** Extract to read follows **

Agenda item

EAST LONDON HEALTH CARE PARTNERSHIP UPDATE

Report attached.

Minutes:

Mr Ian Tompkins, Director of Communications and Engagement, East London Health Care Partnership, provided a verbal report which detailed current issues within the remit of the Sub-Committee. 

 

The Partnership was established with a shared goal to help people live healthy and independent lives with the mission of protecting vital services and to provide better treatment and care built around the needs of local people, safely and conveniently, closer to home.

 

The Partnership’s top priority was to reduce the pressures on hospitals and accident and emergency departments, when often people should be supported by NHS 111 staff, GPs, community staff and resources in their own homes.

 

Attempting to improve the hundreds of health and care services for the two million people of east London, a population expected to grow by around 30,000 more people in 2017 alone would be a complex task, however many beneficial changes could be made quite simply.

** End of Extract to read **

■ Exercise: Please resume the minutes on the East London Health Care Partnership update, starting after their final sentence. The lines after this have nothing to do with the minutes.

** Supplied entries follows **

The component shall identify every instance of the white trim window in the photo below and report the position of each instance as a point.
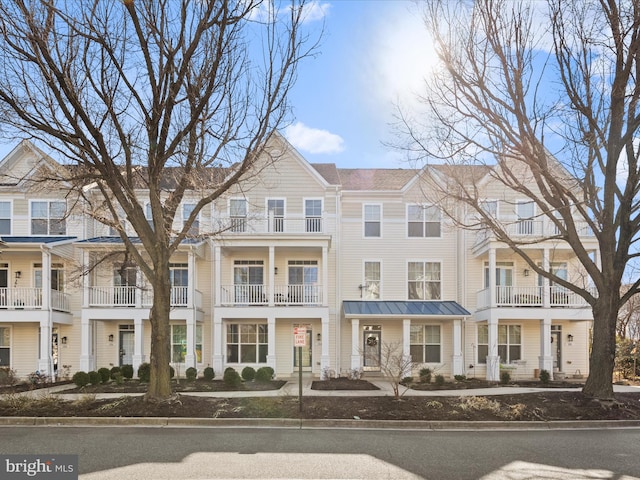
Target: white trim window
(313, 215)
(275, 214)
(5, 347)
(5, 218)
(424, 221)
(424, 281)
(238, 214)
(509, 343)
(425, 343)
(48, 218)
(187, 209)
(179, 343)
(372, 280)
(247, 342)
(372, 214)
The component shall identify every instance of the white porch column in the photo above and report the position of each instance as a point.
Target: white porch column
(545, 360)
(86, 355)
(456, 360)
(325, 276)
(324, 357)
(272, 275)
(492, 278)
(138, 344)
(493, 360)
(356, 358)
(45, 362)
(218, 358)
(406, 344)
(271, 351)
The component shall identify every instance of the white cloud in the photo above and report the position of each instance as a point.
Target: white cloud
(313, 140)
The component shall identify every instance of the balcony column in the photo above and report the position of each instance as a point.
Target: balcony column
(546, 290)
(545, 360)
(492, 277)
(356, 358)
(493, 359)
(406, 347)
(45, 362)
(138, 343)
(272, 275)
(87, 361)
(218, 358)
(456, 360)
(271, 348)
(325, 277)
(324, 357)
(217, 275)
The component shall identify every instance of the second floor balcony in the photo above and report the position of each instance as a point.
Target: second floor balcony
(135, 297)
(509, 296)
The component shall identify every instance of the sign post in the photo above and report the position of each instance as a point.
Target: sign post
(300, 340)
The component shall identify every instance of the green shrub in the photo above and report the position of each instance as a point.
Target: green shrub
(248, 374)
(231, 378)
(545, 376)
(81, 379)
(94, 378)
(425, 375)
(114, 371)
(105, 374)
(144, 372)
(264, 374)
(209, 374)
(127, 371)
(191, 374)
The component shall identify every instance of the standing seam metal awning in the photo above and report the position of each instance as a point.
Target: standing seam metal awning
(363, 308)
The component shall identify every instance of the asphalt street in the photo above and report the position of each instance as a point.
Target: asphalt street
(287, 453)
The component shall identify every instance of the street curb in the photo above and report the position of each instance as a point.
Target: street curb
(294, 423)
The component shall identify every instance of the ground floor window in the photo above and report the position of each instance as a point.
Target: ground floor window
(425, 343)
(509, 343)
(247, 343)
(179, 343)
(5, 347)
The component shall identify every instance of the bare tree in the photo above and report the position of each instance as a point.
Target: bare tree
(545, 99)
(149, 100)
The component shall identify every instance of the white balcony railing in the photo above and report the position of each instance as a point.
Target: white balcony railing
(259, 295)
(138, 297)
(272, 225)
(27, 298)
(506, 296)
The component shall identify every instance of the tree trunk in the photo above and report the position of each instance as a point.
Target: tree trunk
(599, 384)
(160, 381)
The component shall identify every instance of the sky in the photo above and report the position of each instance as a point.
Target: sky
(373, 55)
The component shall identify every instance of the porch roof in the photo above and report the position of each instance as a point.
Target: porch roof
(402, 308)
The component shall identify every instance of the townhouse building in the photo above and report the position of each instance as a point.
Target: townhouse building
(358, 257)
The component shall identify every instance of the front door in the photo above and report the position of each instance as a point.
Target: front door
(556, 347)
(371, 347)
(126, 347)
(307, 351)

** End of Supplied entries **
** Supplied entries follows **

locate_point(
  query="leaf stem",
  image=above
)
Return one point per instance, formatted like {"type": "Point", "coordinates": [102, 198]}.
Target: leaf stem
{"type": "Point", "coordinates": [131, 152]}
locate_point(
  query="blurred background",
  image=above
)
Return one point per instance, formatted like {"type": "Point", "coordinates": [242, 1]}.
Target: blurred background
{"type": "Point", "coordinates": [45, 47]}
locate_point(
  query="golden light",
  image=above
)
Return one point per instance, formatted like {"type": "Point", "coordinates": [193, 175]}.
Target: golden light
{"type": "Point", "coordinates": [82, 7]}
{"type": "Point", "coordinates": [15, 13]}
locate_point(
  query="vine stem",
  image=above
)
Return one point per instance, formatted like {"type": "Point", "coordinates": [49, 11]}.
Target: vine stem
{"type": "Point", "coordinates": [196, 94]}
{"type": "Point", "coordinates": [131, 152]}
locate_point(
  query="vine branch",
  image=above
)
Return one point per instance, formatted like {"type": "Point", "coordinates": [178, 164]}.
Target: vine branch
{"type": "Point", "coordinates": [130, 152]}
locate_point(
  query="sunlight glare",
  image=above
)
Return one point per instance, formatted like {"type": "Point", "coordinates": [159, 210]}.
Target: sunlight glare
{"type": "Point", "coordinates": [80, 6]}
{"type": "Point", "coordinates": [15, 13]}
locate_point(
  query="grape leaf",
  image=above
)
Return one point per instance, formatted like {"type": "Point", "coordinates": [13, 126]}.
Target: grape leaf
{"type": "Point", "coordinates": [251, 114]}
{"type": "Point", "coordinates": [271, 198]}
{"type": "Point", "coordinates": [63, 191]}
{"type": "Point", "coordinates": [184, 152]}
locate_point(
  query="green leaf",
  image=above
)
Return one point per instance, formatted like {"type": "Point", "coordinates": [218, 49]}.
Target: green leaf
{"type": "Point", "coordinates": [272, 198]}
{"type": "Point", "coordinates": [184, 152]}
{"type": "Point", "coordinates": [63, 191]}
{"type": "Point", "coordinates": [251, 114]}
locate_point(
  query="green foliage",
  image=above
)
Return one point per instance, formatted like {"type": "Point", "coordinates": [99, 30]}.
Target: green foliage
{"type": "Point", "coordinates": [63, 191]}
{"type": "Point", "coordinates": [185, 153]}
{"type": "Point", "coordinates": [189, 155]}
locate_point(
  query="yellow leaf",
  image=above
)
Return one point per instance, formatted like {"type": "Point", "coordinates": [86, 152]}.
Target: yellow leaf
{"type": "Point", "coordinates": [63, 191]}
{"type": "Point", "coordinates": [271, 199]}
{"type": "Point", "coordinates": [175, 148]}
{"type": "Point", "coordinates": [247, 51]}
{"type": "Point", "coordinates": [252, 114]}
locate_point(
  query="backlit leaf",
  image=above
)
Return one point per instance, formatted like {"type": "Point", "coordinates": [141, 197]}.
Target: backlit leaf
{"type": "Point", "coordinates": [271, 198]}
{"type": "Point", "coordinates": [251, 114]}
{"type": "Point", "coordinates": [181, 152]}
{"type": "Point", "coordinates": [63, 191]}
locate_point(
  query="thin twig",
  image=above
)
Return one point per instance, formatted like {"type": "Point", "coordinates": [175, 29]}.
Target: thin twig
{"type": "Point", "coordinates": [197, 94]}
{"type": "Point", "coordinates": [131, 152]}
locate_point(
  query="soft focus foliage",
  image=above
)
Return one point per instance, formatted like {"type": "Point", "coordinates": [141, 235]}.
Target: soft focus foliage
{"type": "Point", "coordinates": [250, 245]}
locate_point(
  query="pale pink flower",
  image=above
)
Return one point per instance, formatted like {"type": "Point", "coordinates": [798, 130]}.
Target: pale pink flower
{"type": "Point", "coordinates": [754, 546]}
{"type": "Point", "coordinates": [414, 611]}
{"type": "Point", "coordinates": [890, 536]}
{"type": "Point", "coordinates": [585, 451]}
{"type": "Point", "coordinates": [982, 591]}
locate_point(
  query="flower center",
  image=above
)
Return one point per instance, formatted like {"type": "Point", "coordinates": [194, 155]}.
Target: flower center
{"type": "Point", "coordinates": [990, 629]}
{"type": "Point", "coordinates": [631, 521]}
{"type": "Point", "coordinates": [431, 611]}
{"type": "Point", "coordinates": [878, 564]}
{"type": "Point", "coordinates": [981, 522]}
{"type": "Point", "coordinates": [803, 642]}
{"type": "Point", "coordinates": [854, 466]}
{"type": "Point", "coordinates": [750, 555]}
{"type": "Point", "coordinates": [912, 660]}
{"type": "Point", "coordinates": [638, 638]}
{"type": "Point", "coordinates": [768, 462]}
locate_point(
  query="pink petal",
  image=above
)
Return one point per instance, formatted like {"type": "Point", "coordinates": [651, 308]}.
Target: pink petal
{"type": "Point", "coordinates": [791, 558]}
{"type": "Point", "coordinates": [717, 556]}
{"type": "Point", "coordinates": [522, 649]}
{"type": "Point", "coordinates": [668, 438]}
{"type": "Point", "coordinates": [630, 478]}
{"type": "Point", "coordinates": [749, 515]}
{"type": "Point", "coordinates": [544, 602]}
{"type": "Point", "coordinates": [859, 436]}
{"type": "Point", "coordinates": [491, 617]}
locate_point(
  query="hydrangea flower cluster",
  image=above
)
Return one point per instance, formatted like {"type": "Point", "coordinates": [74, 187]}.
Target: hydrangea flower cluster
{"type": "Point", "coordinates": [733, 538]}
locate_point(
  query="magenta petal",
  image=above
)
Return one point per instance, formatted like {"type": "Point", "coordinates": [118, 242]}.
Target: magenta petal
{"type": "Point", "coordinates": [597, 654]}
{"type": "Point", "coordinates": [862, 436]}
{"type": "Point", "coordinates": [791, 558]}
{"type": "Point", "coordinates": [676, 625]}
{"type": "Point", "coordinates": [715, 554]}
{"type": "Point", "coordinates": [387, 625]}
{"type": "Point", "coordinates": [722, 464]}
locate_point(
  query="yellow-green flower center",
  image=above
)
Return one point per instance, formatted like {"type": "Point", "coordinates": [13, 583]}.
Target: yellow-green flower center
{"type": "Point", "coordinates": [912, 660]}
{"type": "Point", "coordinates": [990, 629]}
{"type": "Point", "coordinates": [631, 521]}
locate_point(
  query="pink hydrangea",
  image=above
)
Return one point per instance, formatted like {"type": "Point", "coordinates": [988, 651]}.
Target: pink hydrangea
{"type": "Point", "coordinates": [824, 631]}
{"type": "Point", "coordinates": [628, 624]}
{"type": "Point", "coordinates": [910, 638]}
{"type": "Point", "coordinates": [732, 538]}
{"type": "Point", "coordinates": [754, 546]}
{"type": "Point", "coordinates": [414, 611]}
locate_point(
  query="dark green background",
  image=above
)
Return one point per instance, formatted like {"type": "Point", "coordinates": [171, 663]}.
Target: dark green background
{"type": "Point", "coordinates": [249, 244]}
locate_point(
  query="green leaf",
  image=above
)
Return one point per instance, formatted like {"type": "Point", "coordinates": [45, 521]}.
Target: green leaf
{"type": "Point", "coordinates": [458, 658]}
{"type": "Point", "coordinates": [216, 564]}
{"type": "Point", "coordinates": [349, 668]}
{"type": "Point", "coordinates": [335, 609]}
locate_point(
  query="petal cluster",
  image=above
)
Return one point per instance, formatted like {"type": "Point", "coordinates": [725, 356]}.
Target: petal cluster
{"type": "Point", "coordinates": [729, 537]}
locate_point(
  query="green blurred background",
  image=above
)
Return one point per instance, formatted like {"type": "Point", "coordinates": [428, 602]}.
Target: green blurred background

** End of Supplied entries **

■ Answer:
Significant improvements were being made by joining services up and people were starting to benefit. 

 

The Partnership’s main priorities were:

 

·         To help local people live healthy and independent lives.

·         To improve local health and care services and outcomes

·         To have the right staff in the right place with the right resources to meet the needs of the community.

·         To be a well-run, efficient and open Partnership.

The Partnership was shaping the way it tackles its priorities around Barking, Havering and Redbridge; City of London and Hackney; Newham; Tower Hamlets and Waltham Forest.

 

The Partnership would drive forward issues such as good quality urgent and emergency care for East London; the availability of special clinical treatment; a better use of buildings and facilities; the recruitment and retention of doctors, nurses and other health and care professionals; an increased use of digital technology to speed up the diagnosis and treatment of illness; and ways of working that will put a stop to duplication and unnecessary expense. The biggest single factor in the long term was to prevent ill health and deaths caused by the effects of lifestyle choices such as diet, lack of exercise and smoking.

 

The development of a Sustainability and Transformation Plan, which was submitted in draft form to NHS England and NHS Improvement in 2016, was the original reason why the East London and Health Care Partnership was established.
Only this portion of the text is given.